- **What you will do**
Rewrite all of the records, requests included, adding 22 to every coordinate in the answers. Leave the pictures out.

- **Source data**

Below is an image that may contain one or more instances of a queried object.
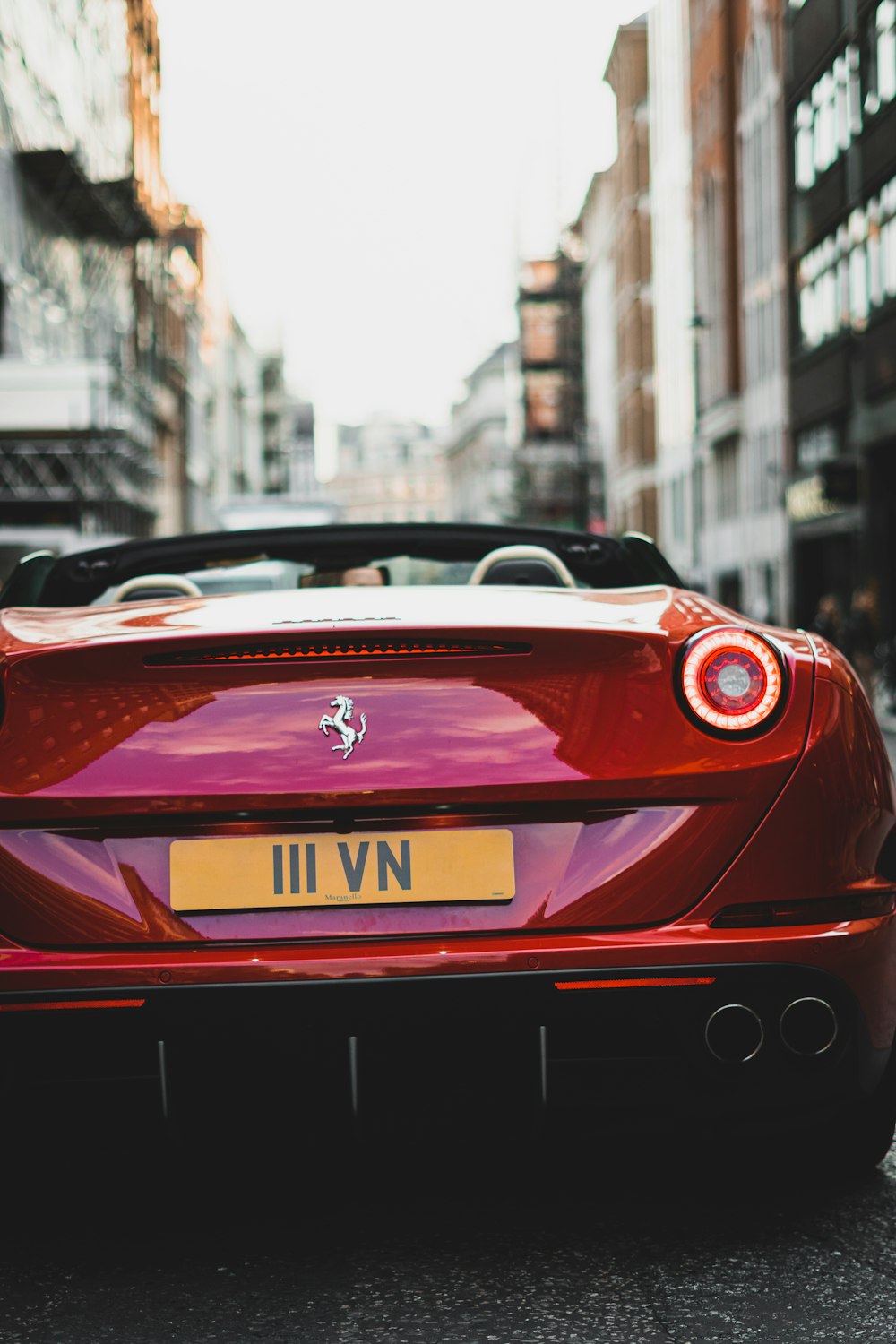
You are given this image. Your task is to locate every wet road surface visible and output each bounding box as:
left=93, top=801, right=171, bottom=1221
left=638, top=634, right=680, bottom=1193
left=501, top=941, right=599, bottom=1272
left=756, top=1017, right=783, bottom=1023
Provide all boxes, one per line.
left=0, top=1144, right=896, bottom=1344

- **Task result**
Below is an image that may contain one or more instances of a queried object.
You are given this image. Your task is to locate every wet road surface visible and output each bounding box as:
left=93, top=801, right=171, bottom=1221
left=638, top=634, right=680, bottom=1193
left=501, top=941, right=599, bottom=1272
left=756, top=1017, right=783, bottom=1023
Provide all boxes, one per line.
left=22, top=1166, right=918, bottom=1366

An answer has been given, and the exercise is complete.